Convert the lines below, from the first one through the line containing "[834,411,900,449]", into a JSON list of strings with one string per line and blank lines omitted.

**Saved entries:**
┏━━
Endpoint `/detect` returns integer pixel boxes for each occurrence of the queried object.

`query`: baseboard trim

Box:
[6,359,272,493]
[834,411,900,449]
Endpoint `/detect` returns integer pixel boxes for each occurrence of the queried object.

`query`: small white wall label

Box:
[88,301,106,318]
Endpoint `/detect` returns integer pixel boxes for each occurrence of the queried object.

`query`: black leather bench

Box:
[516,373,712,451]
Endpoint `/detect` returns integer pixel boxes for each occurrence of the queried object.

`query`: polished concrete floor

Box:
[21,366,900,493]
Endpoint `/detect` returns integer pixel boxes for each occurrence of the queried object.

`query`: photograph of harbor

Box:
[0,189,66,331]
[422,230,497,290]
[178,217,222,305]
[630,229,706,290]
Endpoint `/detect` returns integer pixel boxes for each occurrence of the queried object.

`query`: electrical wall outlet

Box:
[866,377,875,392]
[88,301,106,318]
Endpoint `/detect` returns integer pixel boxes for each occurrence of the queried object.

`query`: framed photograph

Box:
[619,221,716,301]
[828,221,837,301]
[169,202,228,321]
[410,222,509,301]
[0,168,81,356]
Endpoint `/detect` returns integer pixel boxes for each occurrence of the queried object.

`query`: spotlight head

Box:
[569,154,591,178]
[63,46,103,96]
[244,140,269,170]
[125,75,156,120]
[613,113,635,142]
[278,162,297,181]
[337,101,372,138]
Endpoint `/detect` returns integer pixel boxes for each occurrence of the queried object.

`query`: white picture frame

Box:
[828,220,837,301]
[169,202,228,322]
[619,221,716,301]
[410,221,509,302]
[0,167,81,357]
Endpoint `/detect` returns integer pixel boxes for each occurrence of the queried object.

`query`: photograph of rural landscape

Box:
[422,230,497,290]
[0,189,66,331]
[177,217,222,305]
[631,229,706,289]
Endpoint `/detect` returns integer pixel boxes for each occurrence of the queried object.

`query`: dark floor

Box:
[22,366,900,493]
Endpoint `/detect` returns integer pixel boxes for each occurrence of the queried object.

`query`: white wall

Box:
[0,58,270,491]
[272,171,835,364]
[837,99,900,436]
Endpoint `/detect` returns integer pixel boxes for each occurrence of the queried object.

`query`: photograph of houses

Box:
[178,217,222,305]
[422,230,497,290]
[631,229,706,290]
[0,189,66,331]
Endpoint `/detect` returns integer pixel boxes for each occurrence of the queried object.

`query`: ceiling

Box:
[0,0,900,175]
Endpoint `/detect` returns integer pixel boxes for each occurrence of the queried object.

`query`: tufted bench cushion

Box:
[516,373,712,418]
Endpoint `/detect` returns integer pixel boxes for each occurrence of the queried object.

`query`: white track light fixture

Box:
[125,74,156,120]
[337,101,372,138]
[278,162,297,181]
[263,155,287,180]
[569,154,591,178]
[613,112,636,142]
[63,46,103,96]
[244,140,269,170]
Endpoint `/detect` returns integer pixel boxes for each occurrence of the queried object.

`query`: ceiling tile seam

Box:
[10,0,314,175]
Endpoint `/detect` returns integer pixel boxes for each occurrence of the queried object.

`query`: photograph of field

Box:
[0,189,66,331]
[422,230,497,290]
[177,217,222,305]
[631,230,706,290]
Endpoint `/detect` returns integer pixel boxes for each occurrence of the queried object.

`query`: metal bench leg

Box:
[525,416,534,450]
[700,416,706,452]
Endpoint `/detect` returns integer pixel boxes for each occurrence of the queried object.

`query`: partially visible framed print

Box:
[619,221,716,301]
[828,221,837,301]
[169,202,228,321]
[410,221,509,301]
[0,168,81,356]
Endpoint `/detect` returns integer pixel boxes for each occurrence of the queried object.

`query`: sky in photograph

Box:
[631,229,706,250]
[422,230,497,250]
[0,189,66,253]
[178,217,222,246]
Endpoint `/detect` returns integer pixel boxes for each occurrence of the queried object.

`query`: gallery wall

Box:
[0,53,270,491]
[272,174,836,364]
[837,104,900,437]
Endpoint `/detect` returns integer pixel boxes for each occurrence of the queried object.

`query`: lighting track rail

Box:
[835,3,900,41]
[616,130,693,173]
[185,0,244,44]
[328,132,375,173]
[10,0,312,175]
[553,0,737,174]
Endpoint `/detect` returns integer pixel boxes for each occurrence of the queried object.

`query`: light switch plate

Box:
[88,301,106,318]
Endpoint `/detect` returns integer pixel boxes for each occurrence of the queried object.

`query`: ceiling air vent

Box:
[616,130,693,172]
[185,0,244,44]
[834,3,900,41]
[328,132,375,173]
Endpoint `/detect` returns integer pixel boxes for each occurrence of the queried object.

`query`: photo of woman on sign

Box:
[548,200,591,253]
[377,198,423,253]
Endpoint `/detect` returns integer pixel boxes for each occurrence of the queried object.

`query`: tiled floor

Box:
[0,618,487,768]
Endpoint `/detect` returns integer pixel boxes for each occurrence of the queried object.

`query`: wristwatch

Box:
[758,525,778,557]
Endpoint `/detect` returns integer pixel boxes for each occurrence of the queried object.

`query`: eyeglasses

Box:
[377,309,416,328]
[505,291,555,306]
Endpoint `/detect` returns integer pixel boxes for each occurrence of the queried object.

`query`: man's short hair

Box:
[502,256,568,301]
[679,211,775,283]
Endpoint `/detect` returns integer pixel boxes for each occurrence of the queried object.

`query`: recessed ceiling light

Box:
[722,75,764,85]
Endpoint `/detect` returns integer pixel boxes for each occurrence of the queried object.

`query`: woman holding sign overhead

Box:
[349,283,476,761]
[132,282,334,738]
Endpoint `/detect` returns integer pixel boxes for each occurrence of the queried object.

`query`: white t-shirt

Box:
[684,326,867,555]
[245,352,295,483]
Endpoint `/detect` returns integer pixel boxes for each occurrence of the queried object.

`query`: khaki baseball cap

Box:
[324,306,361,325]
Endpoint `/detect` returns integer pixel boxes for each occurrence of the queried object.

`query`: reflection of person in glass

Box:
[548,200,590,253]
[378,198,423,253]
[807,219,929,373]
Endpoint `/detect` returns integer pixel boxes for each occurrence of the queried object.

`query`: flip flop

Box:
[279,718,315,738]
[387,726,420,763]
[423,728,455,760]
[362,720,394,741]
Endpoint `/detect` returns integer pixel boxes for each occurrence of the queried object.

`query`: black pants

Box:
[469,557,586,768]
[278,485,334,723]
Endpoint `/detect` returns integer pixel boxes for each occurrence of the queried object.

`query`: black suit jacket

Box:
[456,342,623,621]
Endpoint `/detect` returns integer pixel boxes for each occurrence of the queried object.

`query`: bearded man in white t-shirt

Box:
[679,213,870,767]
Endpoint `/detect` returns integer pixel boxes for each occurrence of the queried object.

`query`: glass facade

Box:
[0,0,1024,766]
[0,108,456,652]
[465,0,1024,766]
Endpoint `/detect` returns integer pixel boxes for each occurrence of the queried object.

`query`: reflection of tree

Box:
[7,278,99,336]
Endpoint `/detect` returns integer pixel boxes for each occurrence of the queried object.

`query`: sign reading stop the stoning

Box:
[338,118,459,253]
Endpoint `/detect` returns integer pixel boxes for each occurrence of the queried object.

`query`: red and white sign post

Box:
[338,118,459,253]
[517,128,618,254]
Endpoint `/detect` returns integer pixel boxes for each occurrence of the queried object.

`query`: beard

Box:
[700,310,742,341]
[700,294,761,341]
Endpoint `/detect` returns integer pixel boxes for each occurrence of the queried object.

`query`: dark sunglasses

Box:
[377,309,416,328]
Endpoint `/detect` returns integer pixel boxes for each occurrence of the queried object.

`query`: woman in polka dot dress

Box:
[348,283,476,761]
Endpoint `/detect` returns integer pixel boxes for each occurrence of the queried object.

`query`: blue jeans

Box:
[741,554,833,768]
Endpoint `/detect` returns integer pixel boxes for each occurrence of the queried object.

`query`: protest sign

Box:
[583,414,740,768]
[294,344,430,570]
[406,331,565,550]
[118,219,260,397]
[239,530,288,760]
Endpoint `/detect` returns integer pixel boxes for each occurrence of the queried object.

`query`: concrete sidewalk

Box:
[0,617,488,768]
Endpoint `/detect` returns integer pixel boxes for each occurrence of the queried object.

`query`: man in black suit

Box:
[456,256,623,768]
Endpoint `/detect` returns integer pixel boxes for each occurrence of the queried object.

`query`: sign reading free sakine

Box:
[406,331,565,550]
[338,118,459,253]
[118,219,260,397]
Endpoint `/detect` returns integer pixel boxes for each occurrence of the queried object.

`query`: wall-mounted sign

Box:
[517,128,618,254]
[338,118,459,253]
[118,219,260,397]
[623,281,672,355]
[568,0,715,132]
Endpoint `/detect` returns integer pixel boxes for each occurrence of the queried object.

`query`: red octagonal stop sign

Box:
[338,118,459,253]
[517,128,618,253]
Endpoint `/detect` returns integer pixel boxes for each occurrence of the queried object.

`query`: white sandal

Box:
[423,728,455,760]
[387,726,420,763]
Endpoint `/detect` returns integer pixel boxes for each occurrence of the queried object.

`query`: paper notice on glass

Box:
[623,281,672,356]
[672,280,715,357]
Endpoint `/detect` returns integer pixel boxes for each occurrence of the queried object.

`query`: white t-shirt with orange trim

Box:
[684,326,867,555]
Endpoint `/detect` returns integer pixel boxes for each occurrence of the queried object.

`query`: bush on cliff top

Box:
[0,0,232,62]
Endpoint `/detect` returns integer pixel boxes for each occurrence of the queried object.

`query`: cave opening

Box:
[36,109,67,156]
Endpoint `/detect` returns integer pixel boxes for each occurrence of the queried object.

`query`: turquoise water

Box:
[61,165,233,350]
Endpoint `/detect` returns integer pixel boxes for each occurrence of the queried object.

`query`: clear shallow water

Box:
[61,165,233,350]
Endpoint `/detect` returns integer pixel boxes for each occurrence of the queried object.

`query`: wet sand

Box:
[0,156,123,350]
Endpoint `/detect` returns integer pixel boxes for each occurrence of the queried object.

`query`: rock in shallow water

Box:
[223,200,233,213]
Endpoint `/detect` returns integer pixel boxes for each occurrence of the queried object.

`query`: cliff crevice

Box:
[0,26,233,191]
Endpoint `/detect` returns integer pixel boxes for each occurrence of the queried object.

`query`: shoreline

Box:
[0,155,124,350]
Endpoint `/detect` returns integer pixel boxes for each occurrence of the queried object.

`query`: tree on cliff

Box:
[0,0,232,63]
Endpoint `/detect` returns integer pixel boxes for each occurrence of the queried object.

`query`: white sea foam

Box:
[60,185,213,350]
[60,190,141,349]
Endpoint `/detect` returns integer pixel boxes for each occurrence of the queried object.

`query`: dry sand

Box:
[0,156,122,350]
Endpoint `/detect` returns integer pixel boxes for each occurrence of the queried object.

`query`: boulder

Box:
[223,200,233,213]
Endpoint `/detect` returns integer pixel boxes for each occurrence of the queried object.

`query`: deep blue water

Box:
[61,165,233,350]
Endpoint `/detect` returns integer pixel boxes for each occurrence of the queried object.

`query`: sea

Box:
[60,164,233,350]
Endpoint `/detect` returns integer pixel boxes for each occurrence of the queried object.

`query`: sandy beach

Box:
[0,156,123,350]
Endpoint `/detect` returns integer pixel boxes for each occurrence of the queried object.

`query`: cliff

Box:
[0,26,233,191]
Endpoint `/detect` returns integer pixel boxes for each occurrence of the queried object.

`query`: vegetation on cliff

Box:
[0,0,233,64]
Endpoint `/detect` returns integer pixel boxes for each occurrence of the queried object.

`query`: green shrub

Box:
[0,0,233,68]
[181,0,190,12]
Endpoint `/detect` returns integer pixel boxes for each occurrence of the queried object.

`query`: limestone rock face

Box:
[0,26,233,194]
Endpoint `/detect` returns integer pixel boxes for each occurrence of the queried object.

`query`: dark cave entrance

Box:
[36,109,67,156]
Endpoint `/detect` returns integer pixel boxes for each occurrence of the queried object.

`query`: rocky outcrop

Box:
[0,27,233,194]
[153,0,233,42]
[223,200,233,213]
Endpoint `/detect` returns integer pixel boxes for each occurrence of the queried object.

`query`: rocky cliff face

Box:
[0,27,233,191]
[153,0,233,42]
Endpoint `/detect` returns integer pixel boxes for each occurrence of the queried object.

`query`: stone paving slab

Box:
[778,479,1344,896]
┗━━
**Task solution:**
[
  "Endpoint `/detect` returns integer pixel boxes for each occurrence of the queried object.",
  "`query`: baseboard trim",
  "Box:",
  "[6,359,272,493]",
  "[834,411,900,449]"
]